▸ **Task requirements**:
a) Which psychological symptoms does the passage on anxiety attacks list as the most common?
b) Continue the passage on anxiety attacks from the point where it stops.

Anxiety attacks and disorders: Signs, Symptoms, and Treatment
Anxiety attacks can occur in individuals with normal personality and also people with personality disorders. Generalized anxiety often begins in relation to stressful events and becomes chronic when stressful events persist. Anxiety disorders are abnormal states with physical and mental symptoms as a fundamental aspect and may be secondary to a psychiatric disorder or organic disease. The most common psychological symptoms of anxiety attacks include irritability, sensitivity to noise, difficulty concentrating, and an intense feeling of restlessness. A person, who is suffering from anxiety disorder looks tired with tense posture, wrinkled forehead, restlessness, and has shaky hands, pale feet, and sweaty armpits. A person easily gets into tears and remains depressed. Anxiety is one of the most common illnesses that occur in human beings. An anxiety disorder is described as a complex emotional situation with unpleasant affect, which is expressed by a feeling of fear and emotional distress accompanied by various bodily symptoms.
The feeling of fear in an anxiety attack is not related to being afraid of anything and is a separate thing because fear is a feeling produced by a known and imminent danger but the feeling of fear in an anxiety attack is a sense of coming danger that is unpredictable and undefinable. Anxiety is a normal emotion that has an active role in the body's response to various stimuli, thereby facilitating the responsiveness of a person, but when anxiety exceeds in frequency, intensity, and duration, it is termed as anxiety disorder in which despite there being no real threat to body, the body produces a state of serious emotional disturbance which is considered as a disease situation.

▸ **Supplied records**:
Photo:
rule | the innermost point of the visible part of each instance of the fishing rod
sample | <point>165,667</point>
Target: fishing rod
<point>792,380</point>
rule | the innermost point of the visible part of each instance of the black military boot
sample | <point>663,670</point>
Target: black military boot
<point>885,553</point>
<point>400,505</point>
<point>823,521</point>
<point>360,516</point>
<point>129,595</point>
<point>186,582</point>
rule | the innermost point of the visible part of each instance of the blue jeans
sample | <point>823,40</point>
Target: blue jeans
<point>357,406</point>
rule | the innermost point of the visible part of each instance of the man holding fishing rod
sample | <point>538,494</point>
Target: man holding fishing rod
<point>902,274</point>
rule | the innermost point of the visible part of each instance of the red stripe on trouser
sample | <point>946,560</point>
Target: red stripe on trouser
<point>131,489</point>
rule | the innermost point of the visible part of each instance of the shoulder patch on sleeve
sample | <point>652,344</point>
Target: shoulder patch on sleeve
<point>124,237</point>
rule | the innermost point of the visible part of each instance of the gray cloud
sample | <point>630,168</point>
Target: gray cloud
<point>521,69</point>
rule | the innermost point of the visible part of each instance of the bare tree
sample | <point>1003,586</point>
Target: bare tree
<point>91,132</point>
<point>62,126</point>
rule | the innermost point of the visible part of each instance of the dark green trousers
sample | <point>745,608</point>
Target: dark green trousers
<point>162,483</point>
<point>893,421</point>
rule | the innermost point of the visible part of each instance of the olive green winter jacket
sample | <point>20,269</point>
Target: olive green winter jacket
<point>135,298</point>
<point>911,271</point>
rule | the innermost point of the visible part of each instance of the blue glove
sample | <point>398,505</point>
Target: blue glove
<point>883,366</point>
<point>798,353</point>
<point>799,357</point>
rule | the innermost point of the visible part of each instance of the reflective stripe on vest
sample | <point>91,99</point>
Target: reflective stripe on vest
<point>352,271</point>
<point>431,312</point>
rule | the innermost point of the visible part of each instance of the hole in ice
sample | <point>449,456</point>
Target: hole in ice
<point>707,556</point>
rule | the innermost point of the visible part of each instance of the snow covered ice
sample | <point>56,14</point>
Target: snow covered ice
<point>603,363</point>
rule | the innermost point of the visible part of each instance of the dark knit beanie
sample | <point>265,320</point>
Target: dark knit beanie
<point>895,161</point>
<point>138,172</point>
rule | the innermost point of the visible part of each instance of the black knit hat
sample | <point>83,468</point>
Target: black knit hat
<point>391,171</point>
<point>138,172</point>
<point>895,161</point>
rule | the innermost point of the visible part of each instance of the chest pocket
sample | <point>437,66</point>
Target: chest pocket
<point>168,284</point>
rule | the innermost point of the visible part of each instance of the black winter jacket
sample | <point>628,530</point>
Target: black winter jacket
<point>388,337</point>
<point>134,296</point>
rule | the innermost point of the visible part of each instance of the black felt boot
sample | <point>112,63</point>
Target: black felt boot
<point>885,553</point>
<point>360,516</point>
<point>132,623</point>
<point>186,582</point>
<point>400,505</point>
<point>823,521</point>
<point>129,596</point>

▸ **Responses in order**:
a) Irritability, sensitivity to noise, difficulty concentrating, and an intense feeling of restlessness.

b)
Signs and symptoms of anxiety disorders
Symptoms and physical signs of anxiety disorders can include the anguish related to gastrointestinal tract. Also, there is often muscle tension in the scalp area, which is perceived as a headache. An anxious person always complains of a "tension headache", but it is only muscular in origin.
Treatment of anxiety attacks
Anxiety attacks should be treated after careful diagnosis and observation of the patient. If the patient is a good historian, it is a plus point. Anxiety symptoms fit in all psychiatric disorders and are sometimes very difficult to diagnose. Also, an anxiety attack is usually linked with depression, so care must be taken to differentiate severe agitated depression and generalized anxiety and this can be done by inquiring with the patient for any severely depressive or suicidal thoughts.
Treatment of anxiety disorders does not require any drugs as such but in cases of exaggeration of the anxiety, some drugs can be recommended. Also sometimes symptoms of palpitations in anxiety can be mimicked with heart disease, which is not always the case.